■ GIVEN EXERCISE:
Output the listing lines unchanged, starting at the line that contains "Can you find the tree" and ending at the line that contains "[[508, 172]]".

Start of SOURCE RECORDS

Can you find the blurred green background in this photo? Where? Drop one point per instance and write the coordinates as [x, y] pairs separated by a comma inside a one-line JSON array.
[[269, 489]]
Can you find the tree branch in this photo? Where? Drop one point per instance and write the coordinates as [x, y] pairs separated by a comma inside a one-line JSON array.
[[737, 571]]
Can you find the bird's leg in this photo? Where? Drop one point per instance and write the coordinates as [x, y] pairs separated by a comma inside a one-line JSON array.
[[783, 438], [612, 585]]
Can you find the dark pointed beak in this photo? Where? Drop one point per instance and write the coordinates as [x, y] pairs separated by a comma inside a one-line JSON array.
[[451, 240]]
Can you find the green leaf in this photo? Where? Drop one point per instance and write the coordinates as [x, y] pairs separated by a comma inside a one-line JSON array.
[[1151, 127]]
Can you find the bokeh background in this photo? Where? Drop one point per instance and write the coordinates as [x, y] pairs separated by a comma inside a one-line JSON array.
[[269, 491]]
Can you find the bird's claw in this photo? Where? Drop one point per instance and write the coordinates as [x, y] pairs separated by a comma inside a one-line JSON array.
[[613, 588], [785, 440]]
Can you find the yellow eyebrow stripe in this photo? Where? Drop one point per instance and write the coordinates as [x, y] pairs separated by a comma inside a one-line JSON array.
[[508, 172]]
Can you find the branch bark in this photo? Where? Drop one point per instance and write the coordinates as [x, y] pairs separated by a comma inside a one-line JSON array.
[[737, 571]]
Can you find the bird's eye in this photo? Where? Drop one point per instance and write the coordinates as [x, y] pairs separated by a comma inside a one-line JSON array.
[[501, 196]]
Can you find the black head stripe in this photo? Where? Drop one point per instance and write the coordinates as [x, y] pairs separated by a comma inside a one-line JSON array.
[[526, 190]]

End of SOURCE RECORDS
Start of SOURCE RECORDS

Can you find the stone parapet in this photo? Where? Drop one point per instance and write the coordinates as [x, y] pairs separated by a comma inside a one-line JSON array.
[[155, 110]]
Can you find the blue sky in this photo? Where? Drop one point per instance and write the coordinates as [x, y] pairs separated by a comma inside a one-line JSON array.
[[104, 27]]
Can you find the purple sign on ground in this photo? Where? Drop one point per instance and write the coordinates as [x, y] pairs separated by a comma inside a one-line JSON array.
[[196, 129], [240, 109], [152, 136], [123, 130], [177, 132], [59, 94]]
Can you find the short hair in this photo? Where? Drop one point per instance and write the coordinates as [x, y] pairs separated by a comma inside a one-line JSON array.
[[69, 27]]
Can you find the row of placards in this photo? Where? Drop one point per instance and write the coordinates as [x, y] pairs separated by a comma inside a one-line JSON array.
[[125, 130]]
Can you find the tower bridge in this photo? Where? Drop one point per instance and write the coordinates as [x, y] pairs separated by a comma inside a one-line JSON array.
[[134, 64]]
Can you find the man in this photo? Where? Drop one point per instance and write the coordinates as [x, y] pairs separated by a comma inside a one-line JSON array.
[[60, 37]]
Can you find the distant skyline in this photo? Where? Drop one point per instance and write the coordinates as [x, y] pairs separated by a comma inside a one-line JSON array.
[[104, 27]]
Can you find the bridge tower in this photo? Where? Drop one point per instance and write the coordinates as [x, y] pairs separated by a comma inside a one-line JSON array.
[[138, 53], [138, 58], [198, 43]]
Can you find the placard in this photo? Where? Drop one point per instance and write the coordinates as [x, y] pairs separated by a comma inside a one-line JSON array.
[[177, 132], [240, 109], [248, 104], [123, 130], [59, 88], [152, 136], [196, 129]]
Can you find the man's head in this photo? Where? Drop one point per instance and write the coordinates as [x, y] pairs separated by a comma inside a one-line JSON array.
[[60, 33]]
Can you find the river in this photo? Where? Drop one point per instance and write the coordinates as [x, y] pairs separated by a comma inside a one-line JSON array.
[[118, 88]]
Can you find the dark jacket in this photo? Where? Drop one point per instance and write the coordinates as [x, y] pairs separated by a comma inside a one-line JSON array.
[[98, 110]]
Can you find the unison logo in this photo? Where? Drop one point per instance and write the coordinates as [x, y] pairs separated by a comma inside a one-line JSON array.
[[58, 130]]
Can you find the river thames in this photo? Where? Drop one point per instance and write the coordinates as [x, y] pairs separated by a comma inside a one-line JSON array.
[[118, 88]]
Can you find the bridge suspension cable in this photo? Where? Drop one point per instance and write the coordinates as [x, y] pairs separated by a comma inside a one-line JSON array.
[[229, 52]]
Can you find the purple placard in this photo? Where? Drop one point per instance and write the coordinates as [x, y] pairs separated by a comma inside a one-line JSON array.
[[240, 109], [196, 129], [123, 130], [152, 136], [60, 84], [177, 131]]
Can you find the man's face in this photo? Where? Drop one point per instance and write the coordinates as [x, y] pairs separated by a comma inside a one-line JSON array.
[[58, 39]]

End of SOURCE RECORDS

■ RESULT FOR THIS TASK:
Can you find the tree branch in this photo? Where? Drop one point per instance and write the coordinates as [x, y] pairs separated by a comma inside a one-line JSON array.
[[737, 571]]
Can you find the bird's leg in this photo? Where? Drop one point per instance and write the coordinates as [x, y] pairs separated by a comma inside a one-line JSON array.
[[783, 438], [612, 585]]
Can you find the dark pointed beak in this photo? Where? Drop one point per instance and write the coordinates as [x, y] pairs separated by a comma inside a one-line JSON array.
[[451, 240]]
Can you find the green leaf in this photo? Where? Drop one point per instance and write the coordinates as [x, y] pairs separated by a comma inside a one-line JSON array.
[[1151, 127]]
Can you find the bokeh background in this photo? Where? Drop one point per instance and write the coordinates as [x, y] pairs separated by a comma inside a one-line JSON array.
[[269, 491]]
Can you find the bird's claw in this photo? Where? Drop one point per instance and write the coordinates as [x, y] pairs separated by a comma inside a one-line JSON array.
[[613, 588], [785, 440]]
Can you find the yellow eyebrow stripe in this photo? Where? Drop one point per instance and write the coordinates as [x, y] pairs separated by a comma inside a one-line JSON array.
[[508, 172]]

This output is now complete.